◆ TASK TO CARRY OUT ◆
All lines from the one with "Return one point per instance of the necktie" to the end need to be copied exactly, with nothing before them.

------------------------------------------------------------

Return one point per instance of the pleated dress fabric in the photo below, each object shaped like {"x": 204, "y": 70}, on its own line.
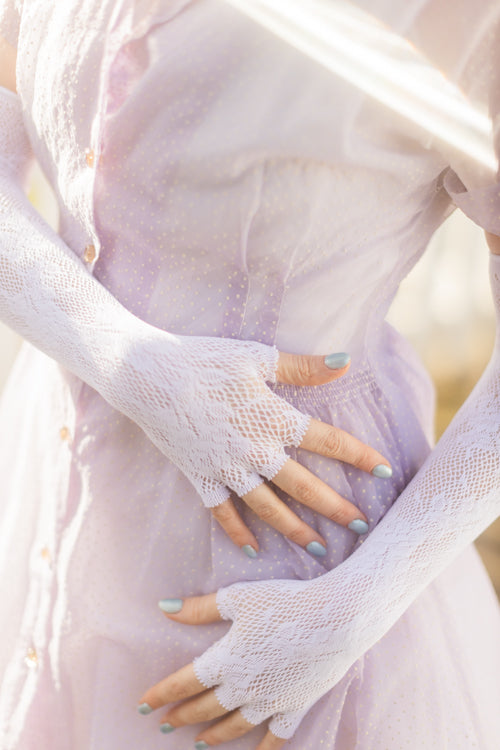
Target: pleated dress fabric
{"x": 220, "y": 183}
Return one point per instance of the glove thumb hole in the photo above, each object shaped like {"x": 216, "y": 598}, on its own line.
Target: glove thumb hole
{"x": 285, "y": 725}
{"x": 311, "y": 369}
{"x": 225, "y": 603}
{"x": 207, "y": 667}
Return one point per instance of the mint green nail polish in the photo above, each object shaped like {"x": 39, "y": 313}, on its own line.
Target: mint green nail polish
{"x": 249, "y": 550}
{"x": 382, "y": 471}
{"x": 166, "y": 728}
{"x": 337, "y": 361}
{"x": 170, "y": 606}
{"x": 359, "y": 526}
{"x": 315, "y": 548}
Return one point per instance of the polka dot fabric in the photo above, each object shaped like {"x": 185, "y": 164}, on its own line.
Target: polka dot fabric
{"x": 214, "y": 184}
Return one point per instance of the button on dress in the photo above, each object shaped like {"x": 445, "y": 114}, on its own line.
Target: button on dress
{"x": 220, "y": 183}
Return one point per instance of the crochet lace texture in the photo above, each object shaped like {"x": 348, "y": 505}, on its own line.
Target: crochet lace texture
{"x": 205, "y": 404}
{"x": 203, "y": 401}
{"x": 290, "y": 641}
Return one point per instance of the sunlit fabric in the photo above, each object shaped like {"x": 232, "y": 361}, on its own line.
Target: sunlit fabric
{"x": 219, "y": 182}
{"x": 356, "y": 46}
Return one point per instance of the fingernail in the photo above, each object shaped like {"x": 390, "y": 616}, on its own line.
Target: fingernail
{"x": 382, "y": 471}
{"x": 315, "y": 548}
{"x": 249, "y": 550}
{"x": 170, "y": 606}
{"x": 166, "y": 728}
{"x": 337, "y": 361}
{"x": 359, "y": 526}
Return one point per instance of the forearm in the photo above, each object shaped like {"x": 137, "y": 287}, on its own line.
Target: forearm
{"x": 46, "y": 293}
{"x": 451, "y": 500}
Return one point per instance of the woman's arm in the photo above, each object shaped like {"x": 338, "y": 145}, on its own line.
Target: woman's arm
{"x": 163, "y": 382}
{"x": 291, "y": 641}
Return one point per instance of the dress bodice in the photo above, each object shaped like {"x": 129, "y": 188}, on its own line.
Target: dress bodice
{"x": 286, "y": 205}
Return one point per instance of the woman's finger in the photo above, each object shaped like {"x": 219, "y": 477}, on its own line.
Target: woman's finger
{"x": 204, "y": 707}
{"x": 267, "y": 505}
{"x": 301, "y": 484}
{"x": 308, "y": 369}
{"x": 271, "y": 742}
{"x": 333, "y": 442}
{"x": 176, "y": 687}
{"x": 193, "y": 610}
{"x": 232, "y": 523}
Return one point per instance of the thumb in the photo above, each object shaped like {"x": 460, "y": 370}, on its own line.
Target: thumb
{"x": 310, "y": 369}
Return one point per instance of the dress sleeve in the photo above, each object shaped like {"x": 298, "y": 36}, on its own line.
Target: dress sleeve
{"x": 454, "y": 496}
{"x": 203, "y": 401}
{"x": 10, "y": 18}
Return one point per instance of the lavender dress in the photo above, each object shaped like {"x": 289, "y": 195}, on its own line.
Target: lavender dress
{"x": 219, "y": 183}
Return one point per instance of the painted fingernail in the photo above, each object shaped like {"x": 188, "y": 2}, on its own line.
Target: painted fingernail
{"x": 359, "y": 526}
{"x": 249, "y": 550}
{"x": 382, "y": 471}
{"x": 315, "y": 548}
{"x": 166, "y": 728}
{"x": 337, "y": 361}
{"x": 170, "y": 606}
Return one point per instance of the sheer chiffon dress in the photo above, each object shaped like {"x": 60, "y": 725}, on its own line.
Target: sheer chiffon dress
{"x": 219, "y": 183}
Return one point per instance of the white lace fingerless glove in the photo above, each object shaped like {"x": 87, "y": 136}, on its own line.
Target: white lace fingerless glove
{"x": 291, "y": 641}
{"x": 202, "y": 401}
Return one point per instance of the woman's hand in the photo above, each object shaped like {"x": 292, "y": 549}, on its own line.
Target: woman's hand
{"x": 278, "y": 658}
{"x": 205, "y": 403}
{"x": 297, "y": 481}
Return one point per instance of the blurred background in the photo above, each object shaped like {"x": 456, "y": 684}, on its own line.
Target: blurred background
{"x": 444, "y": 307}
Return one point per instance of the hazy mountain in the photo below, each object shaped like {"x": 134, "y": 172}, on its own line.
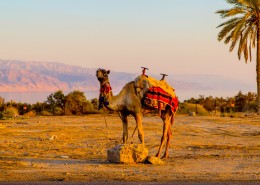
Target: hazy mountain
{"x": 23, "y": 76}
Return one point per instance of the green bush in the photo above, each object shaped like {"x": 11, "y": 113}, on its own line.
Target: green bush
{"x": 10, "y": 112}
{"x": 45, "y": 113}
{"x": 186, "y": 108}
{"x": 30, "y": 114}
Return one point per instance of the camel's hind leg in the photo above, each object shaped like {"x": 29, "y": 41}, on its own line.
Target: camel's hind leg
{"x": 169, "y": 136}
{"x": 166, "y": 117}
{"x": 125, "y": 127}
{"x": 138, "y": 119}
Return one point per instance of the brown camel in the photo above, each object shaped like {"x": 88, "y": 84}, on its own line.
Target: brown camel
{"x": 129, "y": 102}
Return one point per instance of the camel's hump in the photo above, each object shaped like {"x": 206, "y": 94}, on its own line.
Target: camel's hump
{"x": 156, "y": 83}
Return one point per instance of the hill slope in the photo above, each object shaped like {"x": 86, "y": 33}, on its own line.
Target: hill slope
{"x": 23, "y": 76}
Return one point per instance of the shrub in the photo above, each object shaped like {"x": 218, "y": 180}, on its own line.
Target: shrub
{"x": 10, "y": 112}
{"x": 30, "y": 114}
{"x": 185, "y": 108}
{"x": 46, "y": 113}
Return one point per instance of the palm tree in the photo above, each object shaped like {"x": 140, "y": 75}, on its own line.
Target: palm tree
{"x": 243, "y": 28}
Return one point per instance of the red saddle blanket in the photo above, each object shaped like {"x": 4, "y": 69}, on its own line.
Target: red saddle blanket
{"x": 157, "y": 98}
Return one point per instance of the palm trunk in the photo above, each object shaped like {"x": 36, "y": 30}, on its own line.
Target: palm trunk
{"x": 258, "y": 69}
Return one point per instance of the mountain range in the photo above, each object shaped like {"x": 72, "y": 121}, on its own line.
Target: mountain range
{"x": 29, "y": 76}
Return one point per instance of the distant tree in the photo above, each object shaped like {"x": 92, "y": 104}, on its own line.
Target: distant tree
{"x": 56, "y": 102}
{"x": 243, "y": 28}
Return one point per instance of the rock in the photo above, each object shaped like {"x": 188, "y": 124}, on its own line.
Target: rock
{"x": 154, "y": 160}
{"x": 2, "y": 126}
{"x": 54, "y": 137}
{"x": 127, "y": 153}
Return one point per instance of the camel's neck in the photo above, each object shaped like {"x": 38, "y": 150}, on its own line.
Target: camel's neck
{"x": 118, "y": 102}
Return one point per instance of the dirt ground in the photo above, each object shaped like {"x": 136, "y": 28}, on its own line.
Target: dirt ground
{"x": 75, "y": 149}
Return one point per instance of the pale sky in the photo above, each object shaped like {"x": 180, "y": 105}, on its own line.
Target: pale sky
{"x": 167, "y": 36}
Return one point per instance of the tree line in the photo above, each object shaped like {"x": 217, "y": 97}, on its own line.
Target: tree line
{"x": 57, "y": 103}
{"x": 239, "y": 103}
{"x": 75, "y": 103}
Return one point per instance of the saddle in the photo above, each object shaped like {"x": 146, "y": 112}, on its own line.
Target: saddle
{"x": 156, "y": 94}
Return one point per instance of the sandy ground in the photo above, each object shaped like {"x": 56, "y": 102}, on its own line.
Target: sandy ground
{"x": 74, "y": 149}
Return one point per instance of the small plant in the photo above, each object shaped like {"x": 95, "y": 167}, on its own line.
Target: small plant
{"x": 10, "y": 112}
{"x": 45, "y": 113}
{"x": 186, "y": 108}
{"x": 30, "y": 114}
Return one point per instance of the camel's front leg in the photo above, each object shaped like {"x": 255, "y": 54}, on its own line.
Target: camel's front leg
{"x": 138, "y": 119}
{"x": 163, "y": 139}
{"x": 169, "y": 136}
{"x": 125, "y": 127}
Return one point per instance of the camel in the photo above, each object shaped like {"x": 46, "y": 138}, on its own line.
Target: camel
{"x": 129, "y": 102}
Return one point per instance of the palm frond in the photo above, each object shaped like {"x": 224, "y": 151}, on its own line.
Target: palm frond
{"x": 243, "y": 29}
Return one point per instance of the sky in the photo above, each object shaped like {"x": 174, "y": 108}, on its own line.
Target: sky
{"x": 167, "y": 36}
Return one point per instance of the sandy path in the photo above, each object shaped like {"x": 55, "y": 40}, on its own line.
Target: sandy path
{"x": 74, "y": 149}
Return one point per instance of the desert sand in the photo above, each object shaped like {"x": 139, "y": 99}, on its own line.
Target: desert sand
{"x": 75, "y": 149}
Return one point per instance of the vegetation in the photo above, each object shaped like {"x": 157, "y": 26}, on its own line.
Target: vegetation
{"x": 239, "y": 103}
{"x": 243, "y": 28}
{"x": 75, "y": 103}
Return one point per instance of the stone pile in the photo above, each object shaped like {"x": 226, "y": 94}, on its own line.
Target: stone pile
{"x": 127, "y": 153}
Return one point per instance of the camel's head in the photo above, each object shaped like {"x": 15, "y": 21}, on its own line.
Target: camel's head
{"x": 102, "y": 75}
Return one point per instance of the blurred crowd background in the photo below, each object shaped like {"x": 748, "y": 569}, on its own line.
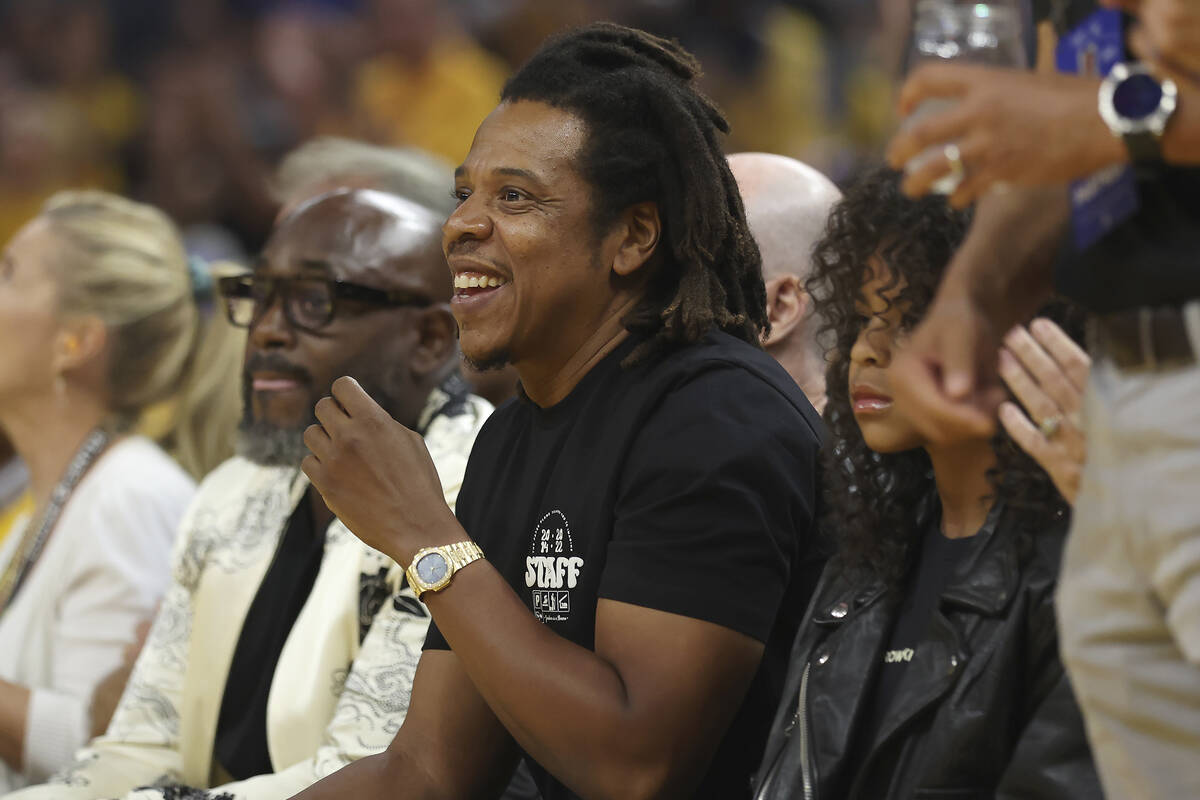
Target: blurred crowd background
{"x": 190, "y": 103}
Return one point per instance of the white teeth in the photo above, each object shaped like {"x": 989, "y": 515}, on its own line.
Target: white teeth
{"x": 465, "y": 281}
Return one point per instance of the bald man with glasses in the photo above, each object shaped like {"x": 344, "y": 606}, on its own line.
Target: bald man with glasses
{"x": 286, "y": 648}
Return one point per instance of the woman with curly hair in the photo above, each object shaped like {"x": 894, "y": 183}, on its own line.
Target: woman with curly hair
{"x": 927, "y": 665}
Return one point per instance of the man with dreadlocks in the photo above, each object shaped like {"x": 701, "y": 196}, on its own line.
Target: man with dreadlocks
{"x": 618, "y": 593}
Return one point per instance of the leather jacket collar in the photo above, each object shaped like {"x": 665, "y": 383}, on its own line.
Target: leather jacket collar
{"x": 851, "y": 620}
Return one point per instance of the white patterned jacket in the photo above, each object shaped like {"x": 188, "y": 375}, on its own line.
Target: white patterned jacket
{"x": 342, "y": 684}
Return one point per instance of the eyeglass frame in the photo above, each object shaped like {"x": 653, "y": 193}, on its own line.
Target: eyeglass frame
{"x": 228, "y": 286}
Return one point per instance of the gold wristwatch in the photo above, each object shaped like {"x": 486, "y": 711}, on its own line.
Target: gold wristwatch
{"x": 433, "y": 566}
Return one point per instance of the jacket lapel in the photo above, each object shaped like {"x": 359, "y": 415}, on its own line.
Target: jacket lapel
{"x": 983, "y": 584}
{"x": 858, "y": 629}
{"x": 232, "y": 575}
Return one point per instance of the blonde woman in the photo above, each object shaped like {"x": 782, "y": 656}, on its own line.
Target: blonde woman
{"x": 97, "y": 324}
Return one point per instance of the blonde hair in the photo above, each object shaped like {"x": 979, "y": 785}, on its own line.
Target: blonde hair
{"x": 125, "y": 263}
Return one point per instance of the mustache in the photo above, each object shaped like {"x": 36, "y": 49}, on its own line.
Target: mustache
{"x": 467, "y": 247}
{"x": 275, "y": 362}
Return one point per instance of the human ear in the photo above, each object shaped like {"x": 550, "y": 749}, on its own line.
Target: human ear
{"x": 78, "y": 342}
{"x": 639, "y": 230}
{"x": 787, "y": 304}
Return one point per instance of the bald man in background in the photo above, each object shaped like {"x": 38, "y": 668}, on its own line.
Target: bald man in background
{"x": 787, "y": 204}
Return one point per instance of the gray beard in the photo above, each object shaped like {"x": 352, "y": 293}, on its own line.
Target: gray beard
{"x": 489, "y": 362}
{"x": 270, "y": 446}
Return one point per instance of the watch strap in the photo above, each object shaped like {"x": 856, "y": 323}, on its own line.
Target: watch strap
{"x": 1144, "y": 146}
{"x": 463, "y": 553}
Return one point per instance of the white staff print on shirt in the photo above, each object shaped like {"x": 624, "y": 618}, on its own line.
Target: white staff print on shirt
{"x": 552, "y": 569}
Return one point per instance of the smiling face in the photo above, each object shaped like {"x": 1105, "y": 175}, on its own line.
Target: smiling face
{"x": 881, "y": 336}
{"x": 342, "y": 236}
{"x": 533, "y": 278}
{"x": 29, "y": 314}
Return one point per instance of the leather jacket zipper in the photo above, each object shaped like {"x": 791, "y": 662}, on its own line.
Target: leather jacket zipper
{"x": 803, "y": 716}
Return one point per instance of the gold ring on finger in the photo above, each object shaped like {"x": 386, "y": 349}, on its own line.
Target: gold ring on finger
{"x": 1050, "y": 426}
{"x": 954, "y": 158}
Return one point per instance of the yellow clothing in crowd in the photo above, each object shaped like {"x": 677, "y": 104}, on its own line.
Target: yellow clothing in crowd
{"x": 435, "y": 106}
{"x": 15, "y": 515}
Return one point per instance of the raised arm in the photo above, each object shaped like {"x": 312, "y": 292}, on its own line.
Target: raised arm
{"x": 633, "y": 717}
{"x": 947, "y": 378}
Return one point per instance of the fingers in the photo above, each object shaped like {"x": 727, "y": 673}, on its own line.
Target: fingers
{"x": 939, "y": 417}
{"x": 1026, "y": 434}
{"x": 1074, "y": 361}
{"x": 1039, "y": 368}
{"x": 924, "y": 172}
{"x": 934, "y": 130}
{"x": 317, "y": 440}
{"x": 353, "y": 398}
{"x": 331, "y": 415}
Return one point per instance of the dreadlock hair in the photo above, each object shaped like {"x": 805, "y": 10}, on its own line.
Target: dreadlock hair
{"x": 654, "y": 137}
{"x": 874, "y": 501}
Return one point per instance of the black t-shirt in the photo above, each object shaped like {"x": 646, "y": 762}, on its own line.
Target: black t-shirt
{"x": 687, "y": 486}
{"x": 240, "y": 745}
{"x": 940, "y": 557}
{"x": 1152, "y": 258}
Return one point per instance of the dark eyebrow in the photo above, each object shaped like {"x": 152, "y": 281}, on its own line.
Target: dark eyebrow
{"x": 513, "y": 172}
{"x": 317, "y": 265}
{"x": 519, "y": 173}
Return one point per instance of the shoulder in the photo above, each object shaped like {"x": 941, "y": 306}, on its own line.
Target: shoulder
{"x": 457, "y": 432}
{"x": 1043, "y": 548}
{"x": 725, "y": 379}
{"x": 238, "y": 475}
{"x": 136, "y": 470}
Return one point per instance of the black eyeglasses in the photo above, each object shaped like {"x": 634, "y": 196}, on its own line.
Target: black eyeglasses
{"x": 309, "y": 304}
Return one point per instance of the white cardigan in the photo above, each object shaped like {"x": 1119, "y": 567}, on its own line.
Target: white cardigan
{"x": 342, "y": 683}
{"x": 103, "y": 569}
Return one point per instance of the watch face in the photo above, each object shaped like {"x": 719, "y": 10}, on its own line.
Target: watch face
{"x": 1138, "y": 96}
{"x": 432, "y": 567}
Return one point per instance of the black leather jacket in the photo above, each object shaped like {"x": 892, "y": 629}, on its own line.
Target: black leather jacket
{"x": 984, "y": 709}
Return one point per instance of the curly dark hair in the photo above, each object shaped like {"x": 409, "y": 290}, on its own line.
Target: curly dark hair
{"x": 654, "y": 137}
{"x": 874, "y": 500}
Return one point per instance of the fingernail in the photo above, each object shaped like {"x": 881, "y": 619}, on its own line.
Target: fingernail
{"x": 958, "y": 385}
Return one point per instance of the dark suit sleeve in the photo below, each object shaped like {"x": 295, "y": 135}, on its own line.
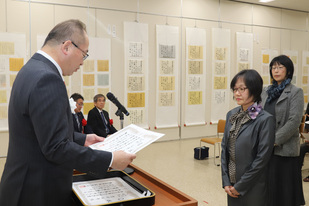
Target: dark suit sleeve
{"x": 87, "y": 128}
{"x": 224, "y": 154}
{"x": 51, "y": 117}
{"x": 264, "y": 151}
{"x": 95, "y": 122}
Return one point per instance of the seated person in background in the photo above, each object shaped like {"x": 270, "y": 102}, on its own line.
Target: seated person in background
{"x": 79, "y": 122}
{"x": 98, "y": 119}
{"x": 304, "y": 148}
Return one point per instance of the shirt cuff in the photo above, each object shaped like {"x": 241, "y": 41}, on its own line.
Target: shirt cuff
{"x": 110, "y": 164}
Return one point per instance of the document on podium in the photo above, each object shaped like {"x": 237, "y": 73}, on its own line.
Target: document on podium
{"x": 103, "y": 191}
{"x": 130, "y": 139}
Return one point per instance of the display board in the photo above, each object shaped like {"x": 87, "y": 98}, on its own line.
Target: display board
{"x": 167, "y": 96}
{"x": 12, "y": 59}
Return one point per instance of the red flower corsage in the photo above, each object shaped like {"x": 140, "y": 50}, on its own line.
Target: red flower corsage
{"x": 84, "y": 122}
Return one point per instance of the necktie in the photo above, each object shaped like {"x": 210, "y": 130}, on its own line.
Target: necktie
{"x": 104, "y": 122}
{"x": 78, "y": 124}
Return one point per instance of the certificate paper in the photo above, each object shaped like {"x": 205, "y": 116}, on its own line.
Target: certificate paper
{"x": 98, "y": 192}
{"x": 130, "y": 139}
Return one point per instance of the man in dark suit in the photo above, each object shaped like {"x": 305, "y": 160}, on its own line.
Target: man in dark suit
{"x": 98, "y": 119}
{"x": 79, "y": 122}
{"x": 43, "y": 148}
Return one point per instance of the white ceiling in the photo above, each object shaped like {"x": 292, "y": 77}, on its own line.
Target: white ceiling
{"x": 300, "y": 5}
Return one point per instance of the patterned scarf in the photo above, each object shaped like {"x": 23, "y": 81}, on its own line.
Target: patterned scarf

------------------------------------------------------------

◆ EXERCISE OUTPUT ◆
Return one point per instance of the necktie in the photo above, each object shaped like {"x": 210, "y": 130}, on its own line.
Target: necktie
{"x": 104, "y": 122}
{"x": 78, "y": 124}
Return one point per instance of the certificate paper in the photo above, each object shaped like {"x": 205, "y": 116}, on its own line.
Target: certificate paper
{"x": 98, "y": 192}
{"x": 130, "y": 139}
Return one point per instance of the man in dark suit in the photo above, each object shaped like {"x": 305, "y": 160}, on its own line.
Target: man in dark suit
{"x": 98, "y": 119}
{"x": 79, "y": 122}
{"x": 43, "y": 148}
Return one point per instance of the white ceiling in the photo above, each object shaped like {"x": 292, "y": 77}, on its own line.
Target: white ceiling
{"x": 300, "y": 5}
Return one point per instance of the patterned scarf in the photo above, each object shaped like {"x": 23, "y": 81}, on its own line.
Target: patterned scarf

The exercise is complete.